*** Block opens ***

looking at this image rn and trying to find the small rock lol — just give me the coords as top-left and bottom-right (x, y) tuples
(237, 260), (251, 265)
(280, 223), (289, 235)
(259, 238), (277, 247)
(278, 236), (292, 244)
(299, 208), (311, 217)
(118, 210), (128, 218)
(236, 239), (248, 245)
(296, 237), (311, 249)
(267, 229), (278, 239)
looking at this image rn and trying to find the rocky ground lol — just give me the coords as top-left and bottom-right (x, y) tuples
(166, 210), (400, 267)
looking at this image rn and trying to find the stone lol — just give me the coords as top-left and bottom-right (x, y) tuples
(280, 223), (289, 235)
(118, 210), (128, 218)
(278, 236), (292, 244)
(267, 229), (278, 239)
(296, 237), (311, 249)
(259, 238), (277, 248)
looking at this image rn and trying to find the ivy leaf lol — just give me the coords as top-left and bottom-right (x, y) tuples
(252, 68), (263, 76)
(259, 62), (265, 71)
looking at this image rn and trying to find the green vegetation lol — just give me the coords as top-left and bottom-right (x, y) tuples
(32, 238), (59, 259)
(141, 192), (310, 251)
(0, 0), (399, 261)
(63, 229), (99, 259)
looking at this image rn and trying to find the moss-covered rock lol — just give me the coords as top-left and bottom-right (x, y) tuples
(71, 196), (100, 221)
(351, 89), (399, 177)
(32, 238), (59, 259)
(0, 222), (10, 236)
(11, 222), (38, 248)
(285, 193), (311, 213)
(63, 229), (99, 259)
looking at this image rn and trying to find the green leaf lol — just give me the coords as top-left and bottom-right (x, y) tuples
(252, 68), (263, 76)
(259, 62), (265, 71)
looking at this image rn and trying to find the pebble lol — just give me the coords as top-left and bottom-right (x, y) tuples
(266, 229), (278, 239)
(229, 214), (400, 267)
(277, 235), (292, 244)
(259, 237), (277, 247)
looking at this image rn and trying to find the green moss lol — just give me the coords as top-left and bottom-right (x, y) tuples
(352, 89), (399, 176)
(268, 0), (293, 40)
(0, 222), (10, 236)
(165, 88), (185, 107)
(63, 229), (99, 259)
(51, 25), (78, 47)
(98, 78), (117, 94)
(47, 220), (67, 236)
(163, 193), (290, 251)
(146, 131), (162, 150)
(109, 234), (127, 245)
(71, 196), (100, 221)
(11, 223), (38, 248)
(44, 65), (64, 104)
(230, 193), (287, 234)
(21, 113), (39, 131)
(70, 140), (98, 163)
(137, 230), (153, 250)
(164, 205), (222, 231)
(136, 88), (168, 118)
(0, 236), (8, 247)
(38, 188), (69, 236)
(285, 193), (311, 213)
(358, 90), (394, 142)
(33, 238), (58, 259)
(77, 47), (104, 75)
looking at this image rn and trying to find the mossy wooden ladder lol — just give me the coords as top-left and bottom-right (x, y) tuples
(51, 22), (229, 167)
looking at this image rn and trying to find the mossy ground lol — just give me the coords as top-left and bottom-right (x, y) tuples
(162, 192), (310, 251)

*** Block closes ***
*** Block opens ***

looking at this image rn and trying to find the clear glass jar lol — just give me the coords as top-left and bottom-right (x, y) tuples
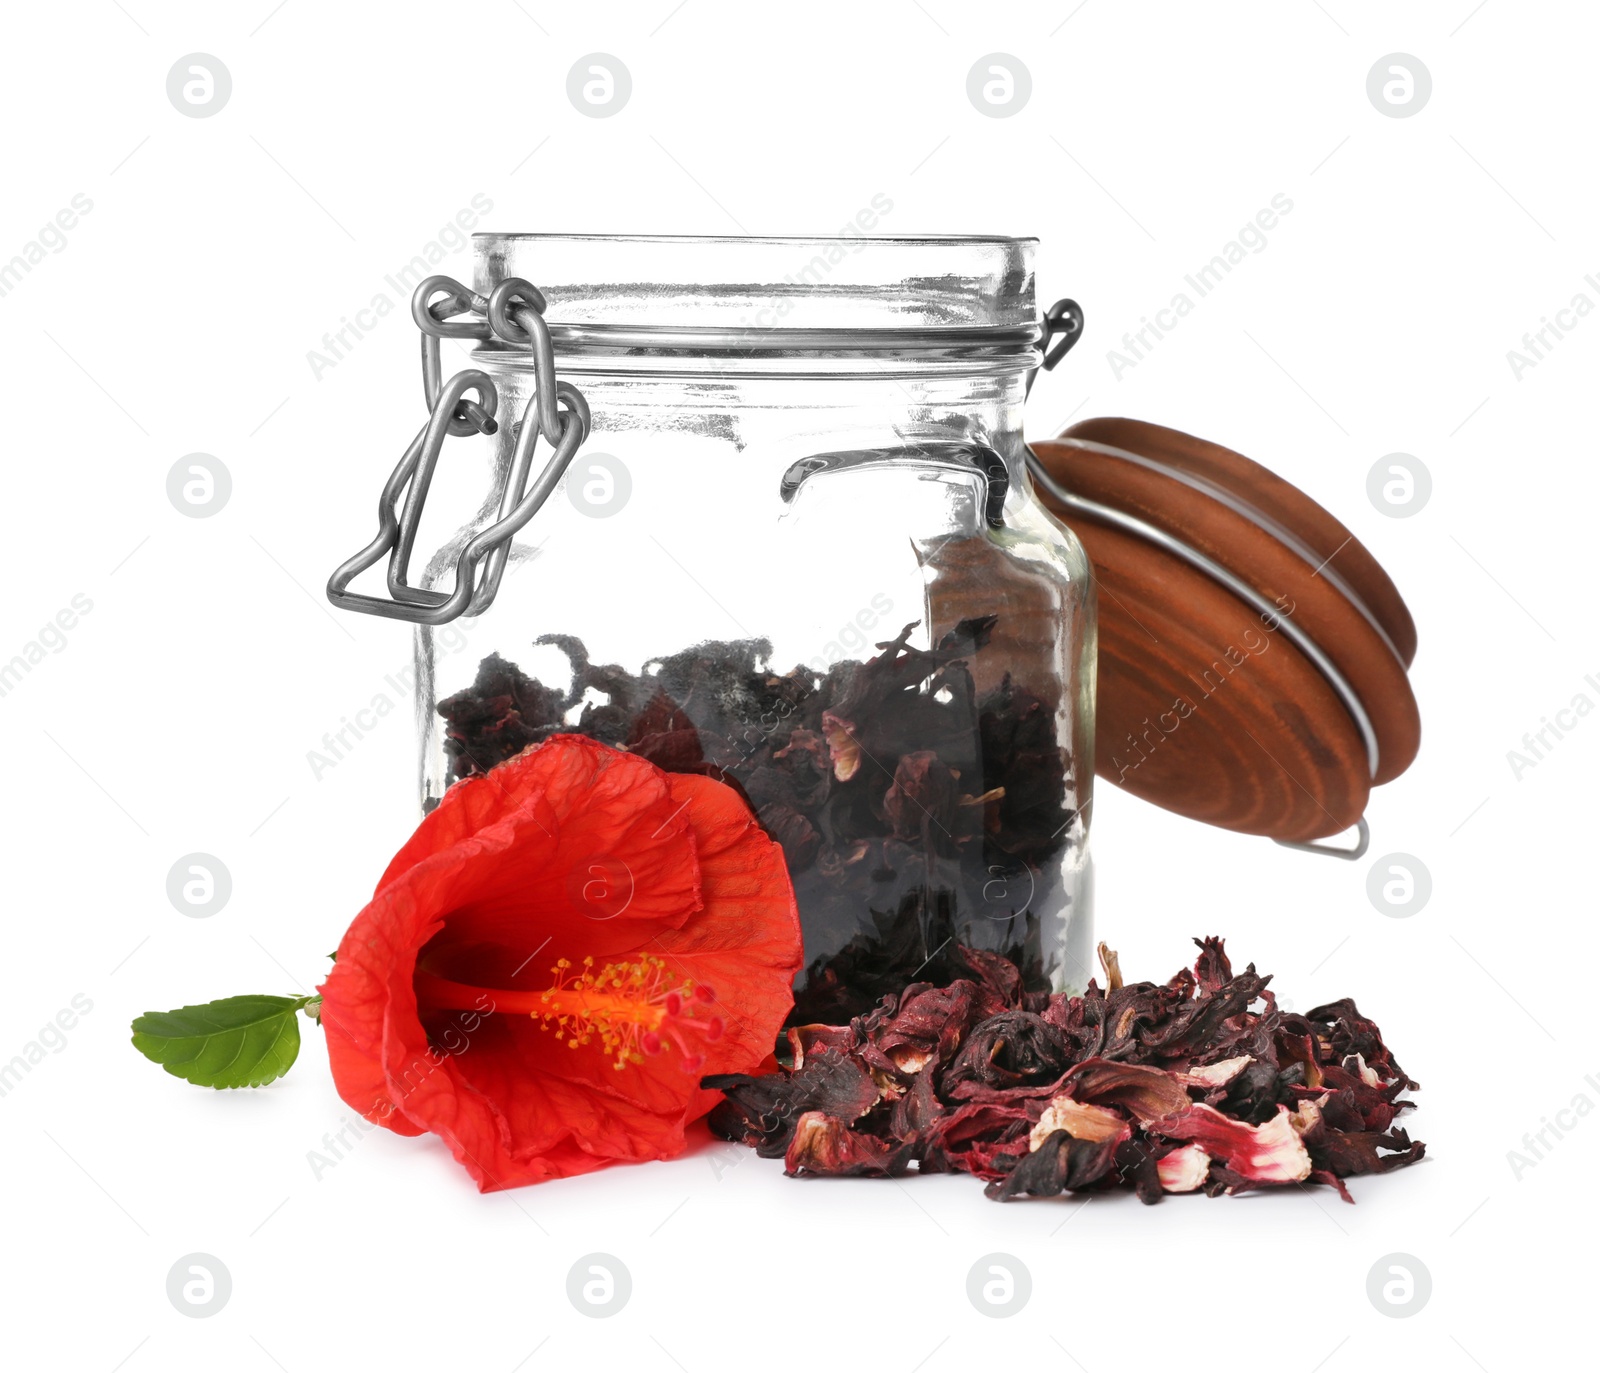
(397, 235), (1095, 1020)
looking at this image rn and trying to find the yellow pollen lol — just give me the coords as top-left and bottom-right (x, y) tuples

*** Block closes ***

▸ EXERCISE AIM: An exact transcription is needed of the lines from the one with "looking at this image rn and trying to find the clear" to the one with "looking at this image rn and trying to find the yellow" above, both ends included, with pictures left out.

▸ RESPONSE FOR THIS EXERCISE:
looking at this image rn and trying to find the clear glass jar lol — just give me the coords as top-left and bottom-right (x, y) tuples
(397, 235), (1095, 1020)
looking at this image rn and trying to find the yellow pollen lol — just give me the coords as top-left and bottom-right (x, y) tuples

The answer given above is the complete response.